* _EXTRACTED ENTRIES_
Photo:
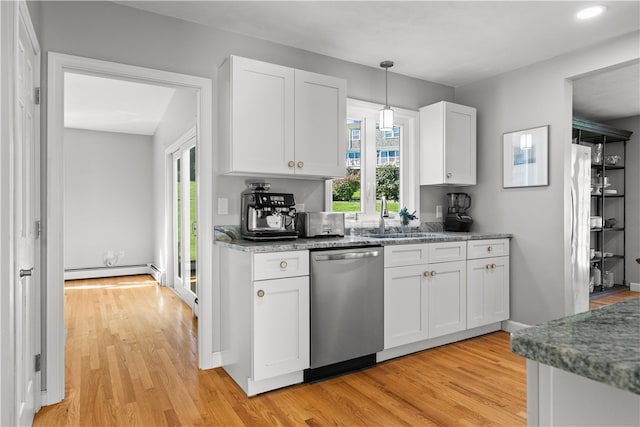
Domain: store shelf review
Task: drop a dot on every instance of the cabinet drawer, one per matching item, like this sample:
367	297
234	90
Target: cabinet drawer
401	255
274	265
447	251
487	248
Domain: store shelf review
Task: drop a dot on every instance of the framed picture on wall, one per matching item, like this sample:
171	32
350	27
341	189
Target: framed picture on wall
526	158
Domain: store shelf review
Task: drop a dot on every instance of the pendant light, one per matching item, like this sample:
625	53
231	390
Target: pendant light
386	114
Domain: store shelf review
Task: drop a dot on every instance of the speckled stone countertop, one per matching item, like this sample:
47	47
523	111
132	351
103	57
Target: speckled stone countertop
352	241
603	344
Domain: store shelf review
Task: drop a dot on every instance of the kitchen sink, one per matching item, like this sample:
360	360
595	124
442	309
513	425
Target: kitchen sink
408	235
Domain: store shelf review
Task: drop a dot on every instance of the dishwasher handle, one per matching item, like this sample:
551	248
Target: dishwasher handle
347	255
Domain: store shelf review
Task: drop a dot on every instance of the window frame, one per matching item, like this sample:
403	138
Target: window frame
368	112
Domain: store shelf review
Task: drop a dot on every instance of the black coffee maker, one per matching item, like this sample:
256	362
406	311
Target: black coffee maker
457	218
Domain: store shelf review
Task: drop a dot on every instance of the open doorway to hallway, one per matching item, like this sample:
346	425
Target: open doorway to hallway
200	93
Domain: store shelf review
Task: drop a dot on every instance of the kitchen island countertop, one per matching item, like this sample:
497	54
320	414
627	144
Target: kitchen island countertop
352	241
602	345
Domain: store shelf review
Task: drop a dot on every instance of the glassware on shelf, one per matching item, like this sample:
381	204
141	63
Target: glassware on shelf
596	154
607	279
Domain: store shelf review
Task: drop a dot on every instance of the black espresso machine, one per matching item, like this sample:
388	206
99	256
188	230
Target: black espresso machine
265	215
457	218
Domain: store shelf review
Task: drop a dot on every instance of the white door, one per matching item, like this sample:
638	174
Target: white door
405	305
447	283
262	117
487	291
184	222
280	326
320	115
26	202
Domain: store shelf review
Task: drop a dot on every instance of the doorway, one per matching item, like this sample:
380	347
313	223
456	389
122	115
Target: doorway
184	222
58	65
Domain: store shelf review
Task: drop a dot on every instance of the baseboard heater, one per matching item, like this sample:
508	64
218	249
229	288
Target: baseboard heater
158	274
97	272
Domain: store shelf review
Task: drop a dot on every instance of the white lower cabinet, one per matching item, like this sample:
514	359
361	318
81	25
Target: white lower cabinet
405	305
487	290
265	318
447	308
280	326
445	290
424	300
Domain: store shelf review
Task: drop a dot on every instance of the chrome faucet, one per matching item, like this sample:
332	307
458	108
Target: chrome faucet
384	213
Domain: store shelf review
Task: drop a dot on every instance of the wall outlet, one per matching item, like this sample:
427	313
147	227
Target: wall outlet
223	206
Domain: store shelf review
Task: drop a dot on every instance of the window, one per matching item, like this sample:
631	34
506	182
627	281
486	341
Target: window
377	163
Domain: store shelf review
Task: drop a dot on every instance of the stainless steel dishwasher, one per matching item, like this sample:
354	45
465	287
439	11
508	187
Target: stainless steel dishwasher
347	310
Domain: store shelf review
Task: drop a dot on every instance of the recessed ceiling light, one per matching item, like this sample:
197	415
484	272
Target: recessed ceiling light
590	12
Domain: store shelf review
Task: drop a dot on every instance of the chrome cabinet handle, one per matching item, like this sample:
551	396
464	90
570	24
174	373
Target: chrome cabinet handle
26	272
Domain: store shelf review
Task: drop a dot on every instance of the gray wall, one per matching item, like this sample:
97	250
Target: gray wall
539	217
632	196
121	34
107	198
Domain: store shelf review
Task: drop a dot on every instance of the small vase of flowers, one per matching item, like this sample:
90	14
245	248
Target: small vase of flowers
405	216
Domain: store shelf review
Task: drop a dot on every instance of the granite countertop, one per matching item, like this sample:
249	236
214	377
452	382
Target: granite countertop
603	344
353	241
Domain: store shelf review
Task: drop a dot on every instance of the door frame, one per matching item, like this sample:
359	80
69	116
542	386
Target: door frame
58	64
168	206
10	15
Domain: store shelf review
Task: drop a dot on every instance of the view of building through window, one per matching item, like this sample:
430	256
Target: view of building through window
349	192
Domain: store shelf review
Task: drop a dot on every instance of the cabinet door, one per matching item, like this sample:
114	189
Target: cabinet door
460	144
447	297
487	291
320	119
447	144
262	117
405	306
280	326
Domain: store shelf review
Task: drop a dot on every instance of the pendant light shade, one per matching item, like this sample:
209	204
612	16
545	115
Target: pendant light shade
386	114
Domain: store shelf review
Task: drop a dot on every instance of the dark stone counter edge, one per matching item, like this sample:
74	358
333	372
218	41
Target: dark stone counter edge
596	368
353	241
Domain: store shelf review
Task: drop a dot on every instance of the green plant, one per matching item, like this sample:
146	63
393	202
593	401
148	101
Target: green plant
344	188
405	216
388	182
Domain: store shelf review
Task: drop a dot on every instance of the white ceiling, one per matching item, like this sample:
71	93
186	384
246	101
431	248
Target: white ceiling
109	105
448	42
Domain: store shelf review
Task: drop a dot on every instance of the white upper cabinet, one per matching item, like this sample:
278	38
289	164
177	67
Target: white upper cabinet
320	136
447	144
276	120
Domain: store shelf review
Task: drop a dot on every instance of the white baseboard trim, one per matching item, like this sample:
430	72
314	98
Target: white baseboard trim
98	272
511	326
159	275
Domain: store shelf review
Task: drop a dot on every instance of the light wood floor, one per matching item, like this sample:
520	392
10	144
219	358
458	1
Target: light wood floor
131	360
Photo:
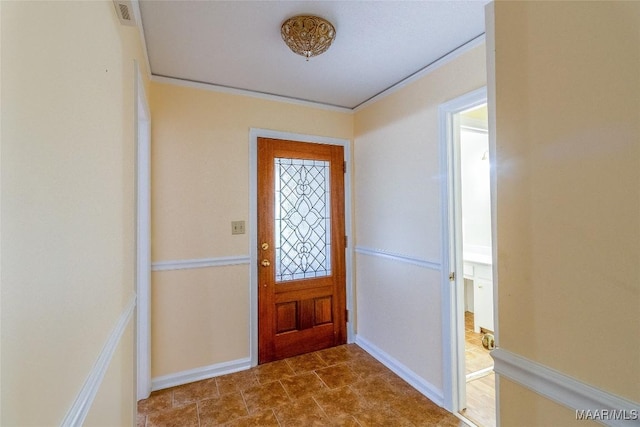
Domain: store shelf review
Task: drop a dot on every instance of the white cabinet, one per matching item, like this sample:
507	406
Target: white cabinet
482	276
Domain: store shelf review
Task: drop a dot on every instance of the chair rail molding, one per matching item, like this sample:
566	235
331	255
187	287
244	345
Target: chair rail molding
564	389
381	253
82	404
186	264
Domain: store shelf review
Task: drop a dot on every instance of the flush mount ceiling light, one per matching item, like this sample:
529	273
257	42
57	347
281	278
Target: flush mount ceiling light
308	35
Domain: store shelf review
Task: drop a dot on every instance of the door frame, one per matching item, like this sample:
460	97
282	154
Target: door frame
143	239
254	134
453	342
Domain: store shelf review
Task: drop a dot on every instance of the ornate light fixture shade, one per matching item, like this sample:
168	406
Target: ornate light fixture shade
308	35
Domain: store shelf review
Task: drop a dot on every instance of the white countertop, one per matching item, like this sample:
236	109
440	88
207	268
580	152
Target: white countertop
477	258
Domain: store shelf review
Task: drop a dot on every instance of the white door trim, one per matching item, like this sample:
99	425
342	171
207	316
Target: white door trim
454	378
143	240
254	134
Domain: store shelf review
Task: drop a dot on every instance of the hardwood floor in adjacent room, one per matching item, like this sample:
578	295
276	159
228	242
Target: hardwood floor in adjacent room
481	400
340	386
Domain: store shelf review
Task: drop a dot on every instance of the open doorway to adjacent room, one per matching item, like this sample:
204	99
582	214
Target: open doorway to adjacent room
469	332
473	188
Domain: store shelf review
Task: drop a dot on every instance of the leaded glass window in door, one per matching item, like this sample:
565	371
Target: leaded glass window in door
302	219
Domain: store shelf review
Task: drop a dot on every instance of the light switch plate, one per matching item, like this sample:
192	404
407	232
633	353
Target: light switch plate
237	227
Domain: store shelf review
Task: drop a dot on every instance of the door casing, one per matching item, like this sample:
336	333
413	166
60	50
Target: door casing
254	134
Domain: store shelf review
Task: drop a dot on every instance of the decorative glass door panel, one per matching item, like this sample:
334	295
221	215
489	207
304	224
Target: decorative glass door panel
302	219
301	248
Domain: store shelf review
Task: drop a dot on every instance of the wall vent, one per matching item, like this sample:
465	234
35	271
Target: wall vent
124	11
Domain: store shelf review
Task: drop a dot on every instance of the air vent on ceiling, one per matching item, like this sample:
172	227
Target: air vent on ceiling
125	12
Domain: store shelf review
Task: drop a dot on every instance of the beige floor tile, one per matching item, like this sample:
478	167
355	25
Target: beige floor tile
267	396
223	409
185	416
302	385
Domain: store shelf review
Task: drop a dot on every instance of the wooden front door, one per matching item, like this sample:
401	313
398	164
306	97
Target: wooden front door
301	248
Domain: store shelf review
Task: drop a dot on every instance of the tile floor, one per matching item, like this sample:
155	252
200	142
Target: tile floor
341	386
481	403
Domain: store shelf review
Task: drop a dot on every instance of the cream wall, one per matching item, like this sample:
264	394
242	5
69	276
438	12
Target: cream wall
67	212
200	158
397	211
568	199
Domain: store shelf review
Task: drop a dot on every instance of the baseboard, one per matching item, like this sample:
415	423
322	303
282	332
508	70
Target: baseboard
429	390
566	390
82	404
199	374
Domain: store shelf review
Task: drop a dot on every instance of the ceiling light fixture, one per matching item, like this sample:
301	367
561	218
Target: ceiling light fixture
308	35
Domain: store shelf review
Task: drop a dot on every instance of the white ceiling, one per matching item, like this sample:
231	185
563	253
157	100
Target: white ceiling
237	44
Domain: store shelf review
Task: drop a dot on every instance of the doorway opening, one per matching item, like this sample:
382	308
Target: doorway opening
473	188
467	274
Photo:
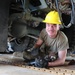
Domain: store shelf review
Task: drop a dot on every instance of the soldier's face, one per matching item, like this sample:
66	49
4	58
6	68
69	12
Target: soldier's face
52	29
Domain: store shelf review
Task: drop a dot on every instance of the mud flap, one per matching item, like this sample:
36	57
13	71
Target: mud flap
4	13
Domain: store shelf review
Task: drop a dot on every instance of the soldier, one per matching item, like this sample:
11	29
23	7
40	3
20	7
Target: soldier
52	41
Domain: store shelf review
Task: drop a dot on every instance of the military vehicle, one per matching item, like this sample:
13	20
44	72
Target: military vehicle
24	22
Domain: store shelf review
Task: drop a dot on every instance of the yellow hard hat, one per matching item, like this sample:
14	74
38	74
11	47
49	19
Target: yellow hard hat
52	17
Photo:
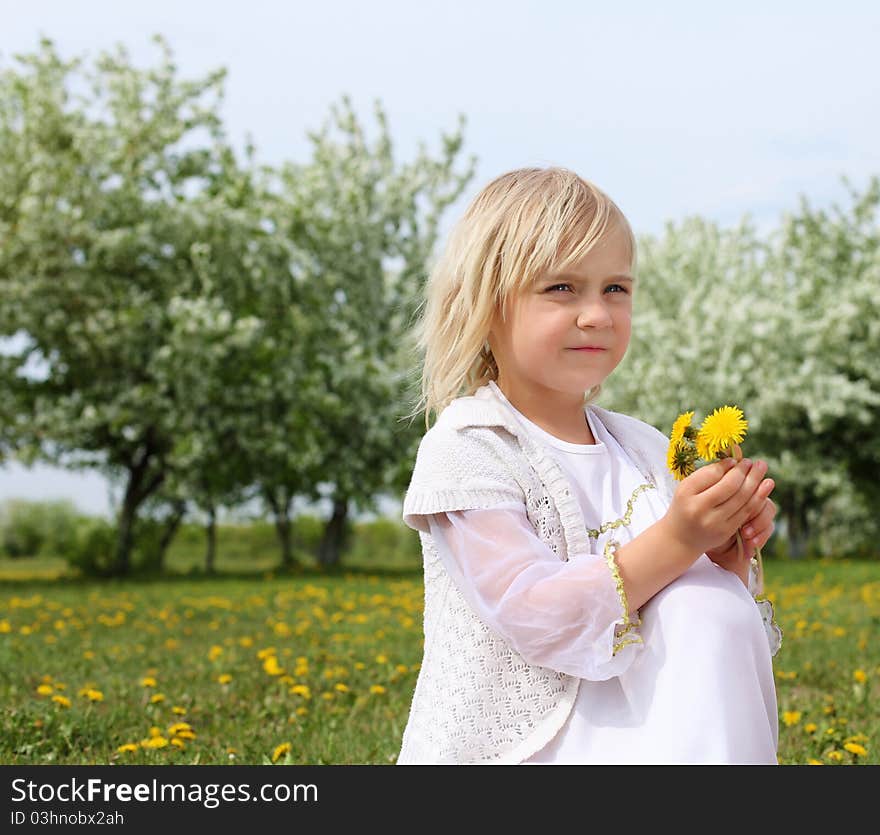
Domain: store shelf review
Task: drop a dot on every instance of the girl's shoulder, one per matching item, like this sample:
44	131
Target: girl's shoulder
629	429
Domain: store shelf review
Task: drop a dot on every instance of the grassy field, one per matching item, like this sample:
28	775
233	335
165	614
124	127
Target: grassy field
311	669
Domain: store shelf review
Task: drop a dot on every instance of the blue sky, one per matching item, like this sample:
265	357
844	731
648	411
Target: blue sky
673	108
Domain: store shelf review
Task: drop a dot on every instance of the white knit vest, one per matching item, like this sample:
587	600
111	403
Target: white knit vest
476	699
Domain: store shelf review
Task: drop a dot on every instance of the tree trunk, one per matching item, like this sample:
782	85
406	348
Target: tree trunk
334	537
170	530
280	505
797	524
211	531
139	487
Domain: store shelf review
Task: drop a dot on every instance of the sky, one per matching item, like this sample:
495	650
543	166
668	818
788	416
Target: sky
674	108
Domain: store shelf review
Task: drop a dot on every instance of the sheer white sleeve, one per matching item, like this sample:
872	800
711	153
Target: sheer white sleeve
570	616
771	627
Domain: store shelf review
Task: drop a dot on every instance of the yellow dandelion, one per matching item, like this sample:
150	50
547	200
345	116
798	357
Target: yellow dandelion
174	729
271	666
280	751
722	429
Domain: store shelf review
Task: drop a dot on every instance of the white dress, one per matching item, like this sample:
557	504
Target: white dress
698	688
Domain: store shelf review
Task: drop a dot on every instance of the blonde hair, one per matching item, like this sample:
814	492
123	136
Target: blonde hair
520	226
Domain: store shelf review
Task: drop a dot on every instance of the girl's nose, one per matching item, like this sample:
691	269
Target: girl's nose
594	313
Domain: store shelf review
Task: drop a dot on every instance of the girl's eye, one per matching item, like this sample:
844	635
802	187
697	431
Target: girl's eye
621	287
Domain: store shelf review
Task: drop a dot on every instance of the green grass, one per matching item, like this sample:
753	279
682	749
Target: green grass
359	628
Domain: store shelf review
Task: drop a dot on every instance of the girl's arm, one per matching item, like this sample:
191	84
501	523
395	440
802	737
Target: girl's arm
571	616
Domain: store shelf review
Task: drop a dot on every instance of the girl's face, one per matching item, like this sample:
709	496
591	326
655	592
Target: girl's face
589	304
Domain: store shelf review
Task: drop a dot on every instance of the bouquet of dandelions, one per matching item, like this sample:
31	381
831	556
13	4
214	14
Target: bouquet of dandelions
718	437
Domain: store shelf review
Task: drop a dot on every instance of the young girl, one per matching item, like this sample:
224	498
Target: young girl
580	605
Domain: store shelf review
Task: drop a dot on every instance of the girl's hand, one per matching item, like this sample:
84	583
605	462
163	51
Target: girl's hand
755	533
714	501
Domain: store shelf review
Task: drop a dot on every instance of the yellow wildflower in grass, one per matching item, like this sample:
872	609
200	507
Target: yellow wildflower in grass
280	751
177	727
722	429
271	666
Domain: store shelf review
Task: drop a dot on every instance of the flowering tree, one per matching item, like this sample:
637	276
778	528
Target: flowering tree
365	226
121	206
786	327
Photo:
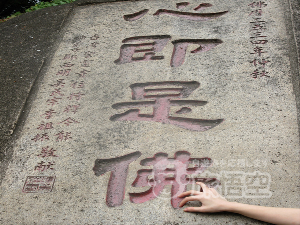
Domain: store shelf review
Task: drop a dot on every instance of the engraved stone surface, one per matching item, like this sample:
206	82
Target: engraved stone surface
142	99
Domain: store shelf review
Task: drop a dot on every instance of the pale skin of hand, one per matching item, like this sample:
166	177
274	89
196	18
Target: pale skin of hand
212	202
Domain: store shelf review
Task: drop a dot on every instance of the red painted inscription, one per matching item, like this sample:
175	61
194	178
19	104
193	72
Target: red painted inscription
117	181
161	99
35	184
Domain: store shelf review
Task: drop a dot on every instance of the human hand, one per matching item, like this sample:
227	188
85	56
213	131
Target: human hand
211	200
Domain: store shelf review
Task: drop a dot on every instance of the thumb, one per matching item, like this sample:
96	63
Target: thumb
193	209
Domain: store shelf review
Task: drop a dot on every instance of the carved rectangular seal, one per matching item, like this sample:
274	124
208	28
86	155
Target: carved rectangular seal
38	184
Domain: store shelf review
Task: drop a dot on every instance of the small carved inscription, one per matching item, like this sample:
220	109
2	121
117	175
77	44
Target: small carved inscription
38	184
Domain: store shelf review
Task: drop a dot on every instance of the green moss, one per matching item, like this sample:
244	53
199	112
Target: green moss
38	6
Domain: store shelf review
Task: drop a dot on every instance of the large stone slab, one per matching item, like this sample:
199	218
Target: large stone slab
149	103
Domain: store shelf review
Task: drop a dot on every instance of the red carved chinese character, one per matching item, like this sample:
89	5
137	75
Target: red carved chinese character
119	170
65	72
61	136
59	83
68	121
180	48
53	101
259	73
69	56
86	63
77	95
258	50
257	12
259	4
128	50
94	44
178	172
95	37
45	126
185	15
56	91
78	85
48	114
42	166
71	108
162	100
39	137
259	42
88	54
75	49
83	73
47	152
261	62
258	24
68	64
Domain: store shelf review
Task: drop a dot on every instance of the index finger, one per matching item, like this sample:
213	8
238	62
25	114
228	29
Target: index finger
203	186
191	192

* _WRITTEN TASK_
Count the lines in the material that contain the string "finger" and reply with that number alone.

* _TASK ANSWER_
2